Start of Record excerpts
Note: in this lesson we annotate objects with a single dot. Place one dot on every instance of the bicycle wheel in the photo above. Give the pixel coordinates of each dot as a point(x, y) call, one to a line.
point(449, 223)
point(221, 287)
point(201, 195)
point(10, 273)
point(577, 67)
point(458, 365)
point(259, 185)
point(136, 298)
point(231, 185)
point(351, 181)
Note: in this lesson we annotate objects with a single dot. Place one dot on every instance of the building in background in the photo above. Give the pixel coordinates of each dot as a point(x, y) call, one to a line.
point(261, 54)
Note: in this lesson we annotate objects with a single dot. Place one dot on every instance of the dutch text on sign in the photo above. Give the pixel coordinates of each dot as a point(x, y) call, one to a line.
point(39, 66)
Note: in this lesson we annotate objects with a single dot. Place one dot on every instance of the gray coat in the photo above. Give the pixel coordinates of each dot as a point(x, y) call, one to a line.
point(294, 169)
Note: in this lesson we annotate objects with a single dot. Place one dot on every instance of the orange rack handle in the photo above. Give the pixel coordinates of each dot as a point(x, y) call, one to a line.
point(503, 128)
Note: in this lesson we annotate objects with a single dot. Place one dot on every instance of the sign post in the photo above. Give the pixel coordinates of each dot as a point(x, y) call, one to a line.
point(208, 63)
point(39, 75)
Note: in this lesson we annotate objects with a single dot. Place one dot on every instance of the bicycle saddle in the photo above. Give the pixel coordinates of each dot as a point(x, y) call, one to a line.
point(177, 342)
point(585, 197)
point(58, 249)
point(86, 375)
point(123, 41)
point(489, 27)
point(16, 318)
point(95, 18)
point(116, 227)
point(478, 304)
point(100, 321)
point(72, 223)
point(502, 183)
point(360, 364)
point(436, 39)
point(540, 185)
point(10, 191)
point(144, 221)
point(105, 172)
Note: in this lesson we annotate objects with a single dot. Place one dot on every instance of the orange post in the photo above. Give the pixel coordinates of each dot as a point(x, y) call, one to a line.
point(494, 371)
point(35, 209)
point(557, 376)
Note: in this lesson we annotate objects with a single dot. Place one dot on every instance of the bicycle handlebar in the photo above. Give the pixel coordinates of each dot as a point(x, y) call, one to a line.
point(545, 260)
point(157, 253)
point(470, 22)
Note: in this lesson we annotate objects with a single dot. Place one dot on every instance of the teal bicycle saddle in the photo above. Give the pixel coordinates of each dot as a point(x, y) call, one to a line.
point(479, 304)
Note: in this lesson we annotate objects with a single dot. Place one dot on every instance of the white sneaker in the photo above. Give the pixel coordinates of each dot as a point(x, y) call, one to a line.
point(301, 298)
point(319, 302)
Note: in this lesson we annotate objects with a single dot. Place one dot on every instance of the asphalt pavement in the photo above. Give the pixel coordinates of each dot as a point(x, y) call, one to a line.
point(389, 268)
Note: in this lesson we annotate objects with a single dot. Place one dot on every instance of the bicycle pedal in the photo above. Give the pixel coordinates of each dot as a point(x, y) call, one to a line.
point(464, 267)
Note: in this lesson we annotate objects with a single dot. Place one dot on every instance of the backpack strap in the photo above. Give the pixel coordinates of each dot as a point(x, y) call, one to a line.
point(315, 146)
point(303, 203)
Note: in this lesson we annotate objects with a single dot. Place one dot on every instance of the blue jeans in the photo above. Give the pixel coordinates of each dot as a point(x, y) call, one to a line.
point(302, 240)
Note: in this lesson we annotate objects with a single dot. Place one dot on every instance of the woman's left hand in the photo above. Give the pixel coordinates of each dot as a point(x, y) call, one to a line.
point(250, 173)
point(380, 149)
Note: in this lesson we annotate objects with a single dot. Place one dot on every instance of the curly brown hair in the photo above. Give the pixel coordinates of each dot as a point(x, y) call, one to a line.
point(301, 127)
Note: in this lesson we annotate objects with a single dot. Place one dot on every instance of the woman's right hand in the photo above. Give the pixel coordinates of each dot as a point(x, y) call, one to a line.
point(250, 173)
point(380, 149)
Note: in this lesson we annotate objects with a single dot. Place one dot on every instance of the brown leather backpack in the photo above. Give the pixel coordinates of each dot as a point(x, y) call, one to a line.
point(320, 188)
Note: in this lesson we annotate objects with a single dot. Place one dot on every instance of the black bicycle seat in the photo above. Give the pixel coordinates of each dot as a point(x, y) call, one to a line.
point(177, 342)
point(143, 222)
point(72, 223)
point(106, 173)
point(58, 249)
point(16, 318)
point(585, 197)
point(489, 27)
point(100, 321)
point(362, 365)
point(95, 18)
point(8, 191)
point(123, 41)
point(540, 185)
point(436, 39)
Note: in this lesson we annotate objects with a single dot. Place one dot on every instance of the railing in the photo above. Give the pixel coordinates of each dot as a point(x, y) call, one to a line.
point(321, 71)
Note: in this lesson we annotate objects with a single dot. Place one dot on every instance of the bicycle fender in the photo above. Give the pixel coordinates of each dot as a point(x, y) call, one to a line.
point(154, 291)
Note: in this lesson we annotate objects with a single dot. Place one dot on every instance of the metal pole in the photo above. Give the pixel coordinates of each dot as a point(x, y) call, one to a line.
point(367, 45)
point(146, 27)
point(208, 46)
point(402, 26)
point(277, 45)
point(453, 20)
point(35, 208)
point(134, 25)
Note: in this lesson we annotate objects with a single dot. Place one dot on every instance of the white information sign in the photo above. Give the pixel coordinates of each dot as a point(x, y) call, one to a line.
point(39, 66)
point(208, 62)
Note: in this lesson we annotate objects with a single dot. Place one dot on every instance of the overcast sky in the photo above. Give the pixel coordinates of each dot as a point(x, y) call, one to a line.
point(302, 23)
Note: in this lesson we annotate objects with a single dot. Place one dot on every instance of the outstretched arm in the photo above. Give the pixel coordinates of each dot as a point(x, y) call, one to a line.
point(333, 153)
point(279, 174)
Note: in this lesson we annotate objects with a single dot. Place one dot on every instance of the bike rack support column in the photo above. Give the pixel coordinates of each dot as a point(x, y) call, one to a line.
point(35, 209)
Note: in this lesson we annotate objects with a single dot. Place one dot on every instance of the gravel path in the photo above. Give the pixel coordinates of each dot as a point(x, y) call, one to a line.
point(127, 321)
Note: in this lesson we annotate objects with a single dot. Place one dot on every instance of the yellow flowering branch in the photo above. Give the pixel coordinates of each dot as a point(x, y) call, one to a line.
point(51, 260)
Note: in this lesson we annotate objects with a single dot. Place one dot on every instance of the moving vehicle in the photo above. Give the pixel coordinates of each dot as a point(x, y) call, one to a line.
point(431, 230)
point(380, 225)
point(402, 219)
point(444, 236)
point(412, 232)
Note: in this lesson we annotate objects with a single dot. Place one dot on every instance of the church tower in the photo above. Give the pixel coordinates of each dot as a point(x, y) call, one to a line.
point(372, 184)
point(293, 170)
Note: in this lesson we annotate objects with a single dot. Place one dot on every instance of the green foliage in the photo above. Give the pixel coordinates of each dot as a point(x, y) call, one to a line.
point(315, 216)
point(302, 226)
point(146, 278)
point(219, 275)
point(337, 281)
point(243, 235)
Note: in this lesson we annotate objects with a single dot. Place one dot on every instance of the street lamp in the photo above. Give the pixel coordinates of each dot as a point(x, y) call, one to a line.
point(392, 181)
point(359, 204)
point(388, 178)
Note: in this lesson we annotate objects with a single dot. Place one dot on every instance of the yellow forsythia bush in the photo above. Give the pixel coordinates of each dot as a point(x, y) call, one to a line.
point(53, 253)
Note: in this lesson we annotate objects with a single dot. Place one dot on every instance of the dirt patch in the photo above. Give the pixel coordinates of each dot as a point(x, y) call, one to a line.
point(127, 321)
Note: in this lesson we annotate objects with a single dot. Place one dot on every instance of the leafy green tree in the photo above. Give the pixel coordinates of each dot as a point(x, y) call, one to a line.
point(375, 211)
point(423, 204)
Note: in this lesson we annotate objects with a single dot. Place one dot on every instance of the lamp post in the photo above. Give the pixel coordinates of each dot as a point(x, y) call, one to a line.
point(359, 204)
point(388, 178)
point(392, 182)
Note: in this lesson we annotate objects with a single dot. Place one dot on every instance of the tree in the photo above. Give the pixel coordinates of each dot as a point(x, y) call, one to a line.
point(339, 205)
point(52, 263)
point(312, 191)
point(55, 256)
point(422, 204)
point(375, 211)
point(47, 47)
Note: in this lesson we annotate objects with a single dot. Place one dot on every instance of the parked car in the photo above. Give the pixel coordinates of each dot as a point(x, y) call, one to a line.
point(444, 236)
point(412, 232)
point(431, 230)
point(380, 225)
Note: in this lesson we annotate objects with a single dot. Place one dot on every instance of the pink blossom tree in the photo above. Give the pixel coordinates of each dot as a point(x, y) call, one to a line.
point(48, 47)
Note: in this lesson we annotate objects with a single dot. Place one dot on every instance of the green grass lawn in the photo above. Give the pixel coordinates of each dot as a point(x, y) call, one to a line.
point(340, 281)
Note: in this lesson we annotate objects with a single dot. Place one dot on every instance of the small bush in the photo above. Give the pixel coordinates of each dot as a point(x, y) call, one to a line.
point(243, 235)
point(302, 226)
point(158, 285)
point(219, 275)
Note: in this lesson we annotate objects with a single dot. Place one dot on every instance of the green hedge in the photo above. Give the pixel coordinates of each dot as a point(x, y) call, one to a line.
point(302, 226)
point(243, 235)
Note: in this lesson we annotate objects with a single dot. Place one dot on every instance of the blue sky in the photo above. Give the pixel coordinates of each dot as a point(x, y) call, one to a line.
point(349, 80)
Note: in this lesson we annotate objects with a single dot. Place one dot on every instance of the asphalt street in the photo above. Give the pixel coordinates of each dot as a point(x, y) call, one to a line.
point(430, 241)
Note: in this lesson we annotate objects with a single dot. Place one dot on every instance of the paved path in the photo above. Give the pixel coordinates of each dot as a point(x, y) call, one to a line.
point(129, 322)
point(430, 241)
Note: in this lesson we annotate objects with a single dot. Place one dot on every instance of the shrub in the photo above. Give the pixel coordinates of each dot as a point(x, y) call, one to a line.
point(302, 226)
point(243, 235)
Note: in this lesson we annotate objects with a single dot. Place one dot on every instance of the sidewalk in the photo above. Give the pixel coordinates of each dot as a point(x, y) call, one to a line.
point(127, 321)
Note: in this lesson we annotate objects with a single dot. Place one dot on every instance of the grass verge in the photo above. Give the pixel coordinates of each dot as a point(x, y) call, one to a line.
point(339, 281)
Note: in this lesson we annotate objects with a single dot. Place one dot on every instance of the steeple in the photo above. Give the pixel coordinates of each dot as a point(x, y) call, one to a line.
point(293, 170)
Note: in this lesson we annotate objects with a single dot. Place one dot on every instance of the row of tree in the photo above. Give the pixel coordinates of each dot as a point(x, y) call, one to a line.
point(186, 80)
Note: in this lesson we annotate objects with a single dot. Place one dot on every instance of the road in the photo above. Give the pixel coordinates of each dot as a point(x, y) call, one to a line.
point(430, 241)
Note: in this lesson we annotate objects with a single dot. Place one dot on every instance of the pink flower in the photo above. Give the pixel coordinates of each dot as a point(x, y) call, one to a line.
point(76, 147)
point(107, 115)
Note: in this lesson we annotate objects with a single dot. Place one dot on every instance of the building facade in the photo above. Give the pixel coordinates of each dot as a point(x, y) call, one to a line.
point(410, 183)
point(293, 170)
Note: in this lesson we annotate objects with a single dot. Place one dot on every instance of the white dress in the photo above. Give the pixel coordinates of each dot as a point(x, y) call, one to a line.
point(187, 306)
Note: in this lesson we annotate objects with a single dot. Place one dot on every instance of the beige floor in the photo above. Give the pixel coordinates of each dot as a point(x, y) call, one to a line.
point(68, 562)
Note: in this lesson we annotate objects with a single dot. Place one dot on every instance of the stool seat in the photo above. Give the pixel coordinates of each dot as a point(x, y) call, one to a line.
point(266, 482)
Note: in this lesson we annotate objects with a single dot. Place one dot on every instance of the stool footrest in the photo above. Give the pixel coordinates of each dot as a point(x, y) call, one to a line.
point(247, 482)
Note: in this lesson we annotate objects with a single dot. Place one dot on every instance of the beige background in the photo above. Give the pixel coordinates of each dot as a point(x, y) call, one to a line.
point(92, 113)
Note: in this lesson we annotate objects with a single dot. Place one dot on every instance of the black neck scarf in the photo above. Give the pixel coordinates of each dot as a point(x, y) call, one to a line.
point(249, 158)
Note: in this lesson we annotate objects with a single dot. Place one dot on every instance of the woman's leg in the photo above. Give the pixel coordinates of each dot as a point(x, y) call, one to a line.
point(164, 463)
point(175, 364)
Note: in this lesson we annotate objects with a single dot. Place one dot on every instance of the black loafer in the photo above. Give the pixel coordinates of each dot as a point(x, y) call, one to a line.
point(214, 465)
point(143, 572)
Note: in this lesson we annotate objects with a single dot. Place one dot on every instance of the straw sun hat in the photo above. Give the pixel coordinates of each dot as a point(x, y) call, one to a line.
End of Record excerpts
• **Exercise requirements**
Everything from the line containing "the woman's leg" through the final line of the entries is to be written out exactly. No other lines belong in the answer.

• **Task answer**
Note: in this lesson we annotate objects with a single dot. Place one dot on every instance of the woman's leg in the photo above. Give the pixel coordinates of each dot as a point(x, y) call, one to a line.
point(164, 463)
point(175, 364)
Note: in this lesson we annotate objects with a single dot. Place one dot on every instance of the black loafer in the photo above. Give the pixel coordinates of each dot as a point(x, y) call, one to a line.
point(214, 465)
point(143, 572)
Note: in this lesson we annotate objects with a single dot. Place one dot on every instance of the straw sun hat in the photo above. Give the pixel coordinates of each dot as a point(x, y) call, one to a line.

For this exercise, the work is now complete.